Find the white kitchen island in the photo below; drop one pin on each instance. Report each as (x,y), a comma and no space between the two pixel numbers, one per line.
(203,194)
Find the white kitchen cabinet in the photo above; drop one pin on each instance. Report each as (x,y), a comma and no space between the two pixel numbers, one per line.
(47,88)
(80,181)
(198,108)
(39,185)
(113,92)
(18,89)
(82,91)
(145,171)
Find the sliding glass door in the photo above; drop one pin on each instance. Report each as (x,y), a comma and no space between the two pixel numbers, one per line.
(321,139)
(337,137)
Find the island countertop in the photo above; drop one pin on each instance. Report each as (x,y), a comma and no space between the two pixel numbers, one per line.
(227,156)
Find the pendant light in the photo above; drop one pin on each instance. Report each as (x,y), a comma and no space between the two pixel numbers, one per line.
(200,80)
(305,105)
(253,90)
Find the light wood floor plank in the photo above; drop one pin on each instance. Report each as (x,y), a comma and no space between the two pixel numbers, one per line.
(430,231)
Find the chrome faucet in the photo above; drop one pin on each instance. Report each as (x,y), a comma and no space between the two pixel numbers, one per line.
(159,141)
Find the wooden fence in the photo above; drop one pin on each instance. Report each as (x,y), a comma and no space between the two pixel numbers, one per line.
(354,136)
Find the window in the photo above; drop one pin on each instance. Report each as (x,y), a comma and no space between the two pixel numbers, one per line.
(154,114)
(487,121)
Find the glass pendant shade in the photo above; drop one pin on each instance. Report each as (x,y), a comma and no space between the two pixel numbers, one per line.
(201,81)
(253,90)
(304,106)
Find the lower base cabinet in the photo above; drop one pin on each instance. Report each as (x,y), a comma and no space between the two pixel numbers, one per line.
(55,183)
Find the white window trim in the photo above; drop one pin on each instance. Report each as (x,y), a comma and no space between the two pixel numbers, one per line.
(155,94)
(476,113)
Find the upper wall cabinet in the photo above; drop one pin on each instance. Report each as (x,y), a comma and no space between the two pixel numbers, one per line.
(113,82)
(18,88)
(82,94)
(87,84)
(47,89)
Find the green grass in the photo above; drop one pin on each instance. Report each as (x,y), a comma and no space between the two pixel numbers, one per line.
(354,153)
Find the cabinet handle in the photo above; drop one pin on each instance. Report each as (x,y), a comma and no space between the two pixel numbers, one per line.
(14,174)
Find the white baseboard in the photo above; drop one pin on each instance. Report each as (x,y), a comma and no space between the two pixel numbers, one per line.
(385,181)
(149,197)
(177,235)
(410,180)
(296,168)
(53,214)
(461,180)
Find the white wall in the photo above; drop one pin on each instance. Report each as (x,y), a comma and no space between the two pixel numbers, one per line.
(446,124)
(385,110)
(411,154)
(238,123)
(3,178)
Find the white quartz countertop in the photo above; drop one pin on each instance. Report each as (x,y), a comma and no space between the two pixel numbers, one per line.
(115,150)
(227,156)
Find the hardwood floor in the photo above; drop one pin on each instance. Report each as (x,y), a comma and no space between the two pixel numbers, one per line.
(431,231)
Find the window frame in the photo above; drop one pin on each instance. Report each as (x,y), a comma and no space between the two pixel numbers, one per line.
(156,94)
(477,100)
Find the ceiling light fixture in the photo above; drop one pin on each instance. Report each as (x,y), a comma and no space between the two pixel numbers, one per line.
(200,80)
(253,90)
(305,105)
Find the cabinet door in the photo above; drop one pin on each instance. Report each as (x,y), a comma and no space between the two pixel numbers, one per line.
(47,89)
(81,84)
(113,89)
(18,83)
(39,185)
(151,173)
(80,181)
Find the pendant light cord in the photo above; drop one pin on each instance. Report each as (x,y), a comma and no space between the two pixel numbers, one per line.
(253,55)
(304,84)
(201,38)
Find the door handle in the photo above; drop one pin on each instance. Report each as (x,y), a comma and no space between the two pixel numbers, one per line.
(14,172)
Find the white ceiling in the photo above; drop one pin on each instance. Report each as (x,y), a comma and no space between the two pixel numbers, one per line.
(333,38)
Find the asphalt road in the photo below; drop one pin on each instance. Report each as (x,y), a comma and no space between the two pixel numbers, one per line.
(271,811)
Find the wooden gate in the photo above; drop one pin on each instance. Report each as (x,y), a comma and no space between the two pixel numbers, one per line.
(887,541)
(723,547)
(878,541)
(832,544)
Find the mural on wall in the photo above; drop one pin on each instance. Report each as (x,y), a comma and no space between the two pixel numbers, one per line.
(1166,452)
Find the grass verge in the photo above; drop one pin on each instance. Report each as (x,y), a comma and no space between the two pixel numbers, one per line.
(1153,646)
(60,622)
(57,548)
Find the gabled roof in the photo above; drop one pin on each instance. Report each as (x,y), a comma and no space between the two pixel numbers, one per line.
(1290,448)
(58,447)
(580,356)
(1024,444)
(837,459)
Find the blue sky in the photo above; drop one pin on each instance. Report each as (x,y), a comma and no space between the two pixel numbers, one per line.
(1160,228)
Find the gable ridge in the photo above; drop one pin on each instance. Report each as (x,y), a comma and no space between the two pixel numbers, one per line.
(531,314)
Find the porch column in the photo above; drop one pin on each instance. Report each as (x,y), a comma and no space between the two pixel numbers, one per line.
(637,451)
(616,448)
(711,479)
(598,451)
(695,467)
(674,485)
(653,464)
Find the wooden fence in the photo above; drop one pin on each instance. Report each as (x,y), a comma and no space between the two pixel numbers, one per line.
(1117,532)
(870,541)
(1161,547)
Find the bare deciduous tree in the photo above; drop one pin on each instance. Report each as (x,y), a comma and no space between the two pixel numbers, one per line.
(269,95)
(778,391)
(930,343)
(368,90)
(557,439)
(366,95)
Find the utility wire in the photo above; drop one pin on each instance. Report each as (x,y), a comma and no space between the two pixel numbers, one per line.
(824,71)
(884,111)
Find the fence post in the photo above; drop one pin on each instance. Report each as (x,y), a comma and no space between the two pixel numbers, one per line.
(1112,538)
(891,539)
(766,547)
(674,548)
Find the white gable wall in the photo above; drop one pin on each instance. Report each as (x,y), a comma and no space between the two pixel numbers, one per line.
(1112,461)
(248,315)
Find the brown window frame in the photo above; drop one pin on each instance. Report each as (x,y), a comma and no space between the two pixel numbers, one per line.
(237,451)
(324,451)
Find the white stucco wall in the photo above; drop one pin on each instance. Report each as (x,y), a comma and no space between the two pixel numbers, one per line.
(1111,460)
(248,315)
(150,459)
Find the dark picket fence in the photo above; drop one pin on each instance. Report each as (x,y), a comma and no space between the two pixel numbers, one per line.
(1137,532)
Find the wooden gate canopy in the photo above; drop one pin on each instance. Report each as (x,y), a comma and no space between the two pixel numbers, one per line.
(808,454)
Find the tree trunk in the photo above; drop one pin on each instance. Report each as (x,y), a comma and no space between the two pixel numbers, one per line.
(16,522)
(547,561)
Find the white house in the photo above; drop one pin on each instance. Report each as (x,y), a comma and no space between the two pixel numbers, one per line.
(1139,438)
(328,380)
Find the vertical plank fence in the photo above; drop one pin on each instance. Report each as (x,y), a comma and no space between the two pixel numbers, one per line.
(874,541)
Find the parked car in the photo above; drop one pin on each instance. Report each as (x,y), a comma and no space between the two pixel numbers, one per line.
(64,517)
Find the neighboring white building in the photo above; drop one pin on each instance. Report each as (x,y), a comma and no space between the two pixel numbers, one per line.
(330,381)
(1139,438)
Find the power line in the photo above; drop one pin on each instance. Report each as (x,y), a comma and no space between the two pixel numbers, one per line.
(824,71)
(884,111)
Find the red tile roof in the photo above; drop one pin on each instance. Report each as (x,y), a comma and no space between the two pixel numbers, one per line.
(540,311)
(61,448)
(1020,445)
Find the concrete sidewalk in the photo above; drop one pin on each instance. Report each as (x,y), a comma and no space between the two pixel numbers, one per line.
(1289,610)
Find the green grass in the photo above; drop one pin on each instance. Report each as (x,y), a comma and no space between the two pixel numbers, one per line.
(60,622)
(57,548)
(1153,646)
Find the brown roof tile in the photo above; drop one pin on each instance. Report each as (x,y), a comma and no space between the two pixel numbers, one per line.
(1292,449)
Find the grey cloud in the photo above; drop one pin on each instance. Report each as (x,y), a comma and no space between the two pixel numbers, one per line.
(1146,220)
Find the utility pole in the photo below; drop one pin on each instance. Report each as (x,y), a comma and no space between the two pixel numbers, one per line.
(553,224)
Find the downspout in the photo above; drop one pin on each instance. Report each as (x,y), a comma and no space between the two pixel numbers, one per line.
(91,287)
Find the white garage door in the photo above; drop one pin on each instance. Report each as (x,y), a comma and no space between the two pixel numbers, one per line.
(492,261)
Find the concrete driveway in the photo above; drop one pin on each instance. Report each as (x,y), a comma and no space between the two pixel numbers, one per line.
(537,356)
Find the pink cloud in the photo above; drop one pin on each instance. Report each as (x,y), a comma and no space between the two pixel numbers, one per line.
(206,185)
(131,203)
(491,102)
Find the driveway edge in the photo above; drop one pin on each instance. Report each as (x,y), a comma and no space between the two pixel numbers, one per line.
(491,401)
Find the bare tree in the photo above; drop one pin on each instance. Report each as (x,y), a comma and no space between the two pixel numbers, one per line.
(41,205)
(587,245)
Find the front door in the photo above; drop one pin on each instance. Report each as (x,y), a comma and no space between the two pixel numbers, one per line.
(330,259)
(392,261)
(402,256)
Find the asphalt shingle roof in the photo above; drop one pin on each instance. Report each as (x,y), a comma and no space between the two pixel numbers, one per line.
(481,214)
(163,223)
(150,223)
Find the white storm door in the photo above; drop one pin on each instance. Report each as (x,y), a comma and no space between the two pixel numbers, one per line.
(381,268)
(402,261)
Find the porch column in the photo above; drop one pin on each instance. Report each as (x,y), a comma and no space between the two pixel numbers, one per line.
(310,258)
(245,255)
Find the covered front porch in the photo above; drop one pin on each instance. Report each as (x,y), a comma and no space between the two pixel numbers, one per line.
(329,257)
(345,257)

==================================================

- _PROBLEMA_
Presenta como CSV de dos columnas, "texto" y "respuesta", los registros que van desde la línea que contiene "Find the covered" hasta el final de los registros, ambos extremos incluidos. Pon una fila por registro, con cada campo entre comillas y los saltos de línea convertidos en espacios.

- _SOLUCIÓN DEL EJERCICIO_
texto,respuesta
"Find the covered front porch in the photo above; drop one pin on each instance. Report each as (x,y), a comma and no space between the two pixel numbers, one per line.","(329,257) (345,257)"